**** Records shown
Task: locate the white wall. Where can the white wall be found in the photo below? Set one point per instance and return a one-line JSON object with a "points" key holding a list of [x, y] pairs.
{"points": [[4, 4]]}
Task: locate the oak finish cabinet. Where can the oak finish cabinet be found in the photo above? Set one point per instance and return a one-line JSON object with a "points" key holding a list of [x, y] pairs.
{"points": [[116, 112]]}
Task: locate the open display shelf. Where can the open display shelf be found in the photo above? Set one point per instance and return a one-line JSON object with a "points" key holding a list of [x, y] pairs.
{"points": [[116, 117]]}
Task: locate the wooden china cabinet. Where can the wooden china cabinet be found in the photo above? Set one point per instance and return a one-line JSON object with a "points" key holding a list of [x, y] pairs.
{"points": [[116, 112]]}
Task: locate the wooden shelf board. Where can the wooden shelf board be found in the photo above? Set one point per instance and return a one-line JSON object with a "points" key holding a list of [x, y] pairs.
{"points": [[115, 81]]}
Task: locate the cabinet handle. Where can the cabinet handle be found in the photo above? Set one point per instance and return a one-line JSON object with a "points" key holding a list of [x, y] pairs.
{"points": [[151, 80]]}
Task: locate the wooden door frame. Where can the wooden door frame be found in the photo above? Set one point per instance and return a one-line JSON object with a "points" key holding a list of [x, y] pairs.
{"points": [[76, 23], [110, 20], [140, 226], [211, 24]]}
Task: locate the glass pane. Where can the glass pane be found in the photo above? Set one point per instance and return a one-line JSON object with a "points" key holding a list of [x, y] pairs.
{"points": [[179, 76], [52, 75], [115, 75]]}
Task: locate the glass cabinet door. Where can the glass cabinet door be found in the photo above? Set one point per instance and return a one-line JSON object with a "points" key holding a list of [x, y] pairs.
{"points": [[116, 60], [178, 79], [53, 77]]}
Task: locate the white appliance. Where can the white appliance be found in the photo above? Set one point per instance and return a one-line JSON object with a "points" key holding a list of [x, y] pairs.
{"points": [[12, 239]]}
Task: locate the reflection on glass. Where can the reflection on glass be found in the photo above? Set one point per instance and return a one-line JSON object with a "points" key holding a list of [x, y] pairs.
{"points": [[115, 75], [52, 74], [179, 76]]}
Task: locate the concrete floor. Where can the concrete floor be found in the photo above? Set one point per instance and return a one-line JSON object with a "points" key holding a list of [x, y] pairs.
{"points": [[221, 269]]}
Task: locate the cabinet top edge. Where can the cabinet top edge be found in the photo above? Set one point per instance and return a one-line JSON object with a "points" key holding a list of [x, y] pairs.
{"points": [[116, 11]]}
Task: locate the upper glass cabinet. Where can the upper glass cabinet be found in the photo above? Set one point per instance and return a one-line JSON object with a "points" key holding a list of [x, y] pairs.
********
▶ _What the exercise asks_
Word for word, repeat the records above.

▶ _Your response_
Task: locate the white wall. Where can the white wall be found in the photo below? Set one point per instance and return a one-line JSON object with a "points" key holding a list of [x, y] pairs.
{"points": [[4, 4]]}
Task: locate the oak finish cabinet. Where can the oak finish cabinet be found in the photo above? Set one point per instance and return a one-line JSON object with a "points" key holding a list of [x, y] pairs.
{"points": [[116, 112]]}
Task: locate the open display shelf. Where can the open display shelf be found in the photo above? Set one point per instance and return a one-line JSON object with a "points" key holding a list of [x, y] pairs.
{"points": [[116, 117]]}
Task: locate the wooden china cabinet. Where can the wooden china cabinet be found in the photo above? Set one point per instance and return a one-line JSON object with a "points" key holding a list of [x, y] pairs.
{"points": [[116, 112]]}
Task: locate the wooden shelf board. Where can the wooden shelf board be found in the photo above? Set one point per instance and return a one-line JSON object with a "points" key holding a list of [x, y] pairs.
{"points": [[115, 81]]}
Task: locate the cabinet handle. Where can the cabinet handle be found in the photo above? Set one point per instance and return a one-line JSON object with a "points" key holding a list of [x, y] pairs.
{"points": [[151, 80]]}
Task: locate the wooden door frame. Where can the wooden door frame be found in the photo above? Set one point per instance and return a one-line JSON object with a "points" key holding a list of [x, y] pairs.
{"points": [[76, 23], [110, 20], [140, 226], [211, 24]]}
Task: locate the glass pane. Where can the glass pane be found in the photo above? Set one point per instance and return a one-line JSON object with a "points" key holding a list of [x, y] pairs.
{"points": [[179, 76], [52, 75], [115, 75]]}
Task: locate the glass cabinet door. Where can the glass cabinet door be found in the photo above? Set one point per instance and return a one-line JSON object with a "points" key holding a list of [x, y] pairs.
{"points": [[116, 60], [178, 79], [53, 77]]}
Task: locate the white appliance. Where can the white appliance be found in the photo above? Set one point per instance and return a one-line JSON object with a "points" key holding a list of [x, y] pairs.
{"points": [[12, 239]]}
Task: locate the reflection on glass. Where can the reflection on glass be found in the photo above? Set one point per instance and return a one-line JSON object with a "points" key holding a list of [x, y] pairs.
{"points": [[115, 75], [52, 74], [179, 76]]}
Task: locate the concrete floor. Where can the concrete floor be found in the photo above? Set one point per instance and return a one-line JSON object with a "points" key holding a list of [x, y] pairs.
{"points": [[221, 269]]}
Task: locate the cabinet top edge. Where can the cabinet top edge be found in the photo above? Set one point per instance and return a one-line JSON object with a "points" key holding a list of [x, y] pairs.
{"points": [[116, 11]]}
Task: locate the upper glass cabinet. Where can the upper glass cabinet be found in the photo above? Set one point per instance and return a one-line JSON object with a "points" key holding a list of [x, y] pairs.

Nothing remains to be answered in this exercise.